┏━━

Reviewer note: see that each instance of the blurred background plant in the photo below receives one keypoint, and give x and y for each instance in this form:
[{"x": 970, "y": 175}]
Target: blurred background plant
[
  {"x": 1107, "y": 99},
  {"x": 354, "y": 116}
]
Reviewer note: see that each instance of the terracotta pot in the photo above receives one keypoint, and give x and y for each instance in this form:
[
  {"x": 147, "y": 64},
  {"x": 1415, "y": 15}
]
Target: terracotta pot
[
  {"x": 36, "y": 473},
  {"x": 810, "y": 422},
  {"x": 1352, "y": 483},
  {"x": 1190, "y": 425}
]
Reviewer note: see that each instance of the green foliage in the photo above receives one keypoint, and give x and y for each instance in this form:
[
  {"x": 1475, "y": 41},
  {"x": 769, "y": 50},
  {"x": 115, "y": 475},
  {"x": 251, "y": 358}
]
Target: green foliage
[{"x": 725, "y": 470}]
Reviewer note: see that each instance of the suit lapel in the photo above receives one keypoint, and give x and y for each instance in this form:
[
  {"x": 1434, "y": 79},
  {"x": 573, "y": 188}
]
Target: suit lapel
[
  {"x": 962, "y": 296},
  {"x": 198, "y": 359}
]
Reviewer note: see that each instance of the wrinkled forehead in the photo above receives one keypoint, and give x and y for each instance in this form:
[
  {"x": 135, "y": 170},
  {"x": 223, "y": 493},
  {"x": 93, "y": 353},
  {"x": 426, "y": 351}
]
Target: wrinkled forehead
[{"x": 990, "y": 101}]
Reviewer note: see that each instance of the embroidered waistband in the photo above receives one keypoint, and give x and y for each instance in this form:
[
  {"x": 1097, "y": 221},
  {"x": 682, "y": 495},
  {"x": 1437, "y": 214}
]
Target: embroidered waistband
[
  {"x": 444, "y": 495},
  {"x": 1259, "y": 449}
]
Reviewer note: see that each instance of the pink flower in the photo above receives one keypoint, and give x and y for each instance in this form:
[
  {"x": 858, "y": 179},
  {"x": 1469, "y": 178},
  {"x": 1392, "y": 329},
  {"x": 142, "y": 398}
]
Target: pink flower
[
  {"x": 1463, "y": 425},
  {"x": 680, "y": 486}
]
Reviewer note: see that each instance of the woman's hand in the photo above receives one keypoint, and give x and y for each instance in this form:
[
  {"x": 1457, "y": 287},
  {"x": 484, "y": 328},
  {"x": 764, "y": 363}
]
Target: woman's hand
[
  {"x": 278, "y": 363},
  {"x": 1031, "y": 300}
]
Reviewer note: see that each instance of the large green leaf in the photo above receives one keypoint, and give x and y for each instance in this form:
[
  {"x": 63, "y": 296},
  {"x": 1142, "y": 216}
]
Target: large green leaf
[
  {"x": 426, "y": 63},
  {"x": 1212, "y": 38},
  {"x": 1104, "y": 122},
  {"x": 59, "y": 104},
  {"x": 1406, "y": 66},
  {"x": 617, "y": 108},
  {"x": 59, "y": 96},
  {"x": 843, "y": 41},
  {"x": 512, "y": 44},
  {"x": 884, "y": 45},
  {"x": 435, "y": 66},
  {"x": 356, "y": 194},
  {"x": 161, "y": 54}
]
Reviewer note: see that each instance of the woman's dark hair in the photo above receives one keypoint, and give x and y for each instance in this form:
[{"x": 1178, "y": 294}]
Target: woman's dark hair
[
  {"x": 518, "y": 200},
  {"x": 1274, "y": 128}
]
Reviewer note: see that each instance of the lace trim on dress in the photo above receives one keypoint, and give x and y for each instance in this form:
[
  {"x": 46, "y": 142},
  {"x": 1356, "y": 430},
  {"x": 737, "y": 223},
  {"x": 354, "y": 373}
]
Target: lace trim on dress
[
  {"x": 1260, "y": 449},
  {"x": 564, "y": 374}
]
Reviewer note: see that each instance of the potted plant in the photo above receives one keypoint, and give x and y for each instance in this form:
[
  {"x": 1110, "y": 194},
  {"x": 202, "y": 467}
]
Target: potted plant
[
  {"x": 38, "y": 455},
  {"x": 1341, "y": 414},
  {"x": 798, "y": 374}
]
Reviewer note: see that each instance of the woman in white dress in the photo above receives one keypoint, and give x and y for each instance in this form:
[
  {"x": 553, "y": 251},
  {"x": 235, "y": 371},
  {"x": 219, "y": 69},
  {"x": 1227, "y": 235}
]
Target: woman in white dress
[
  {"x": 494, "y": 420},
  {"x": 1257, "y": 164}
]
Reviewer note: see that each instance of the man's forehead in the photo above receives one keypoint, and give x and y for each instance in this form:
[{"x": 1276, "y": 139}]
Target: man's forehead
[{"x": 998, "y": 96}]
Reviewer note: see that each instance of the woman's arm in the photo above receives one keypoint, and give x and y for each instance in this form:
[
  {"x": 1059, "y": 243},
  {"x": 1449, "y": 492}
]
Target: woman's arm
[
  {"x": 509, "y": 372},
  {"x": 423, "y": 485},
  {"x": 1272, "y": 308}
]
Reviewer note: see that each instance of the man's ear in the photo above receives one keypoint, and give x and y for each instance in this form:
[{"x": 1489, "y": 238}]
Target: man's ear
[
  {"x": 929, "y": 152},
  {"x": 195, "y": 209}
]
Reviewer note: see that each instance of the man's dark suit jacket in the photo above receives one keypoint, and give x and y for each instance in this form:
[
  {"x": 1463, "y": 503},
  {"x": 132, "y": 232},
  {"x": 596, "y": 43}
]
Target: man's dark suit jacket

┗━━

What you have to do => Write out, unchanged, the lines of the items above, starting with the line that contains "Reviewer note: see that each instance of the woman's arm" and going on through the last line of the items.

Full solution =>
Reviewer note: see that each instance of the woman's arm in the photo above receives one keypoint, and give x and y for each instance in this form:
[
  {"x": 1059, "y": 243},
  {"x": 1449, "y": 492}
]
Target: woman's arm
[
  {"x": 509, "y": 372},
  {"x": 423, "y": 485},
  {"x": 1272, "y": 308}
]
Reviewer note: see that each instance of the man's ear in the photo above receives one keypoint, and give x and y for each instance in this form:
[{"x": 1489, "y": 238}]
Target: man's ear
[
  {"x": 929, "y": 152},
  {"x": 195, "y": 209}
]
Reviewer note: see that each instance of the man's dark suit jacket in the photo above receives one keypoint, and give x and y for each instance in this form:
[
  {"x": 1463, "y": 503},
  {"x": 132, "y": 232},
  {"x": 596, "y": 43}
]
Target: man's dark suit jacket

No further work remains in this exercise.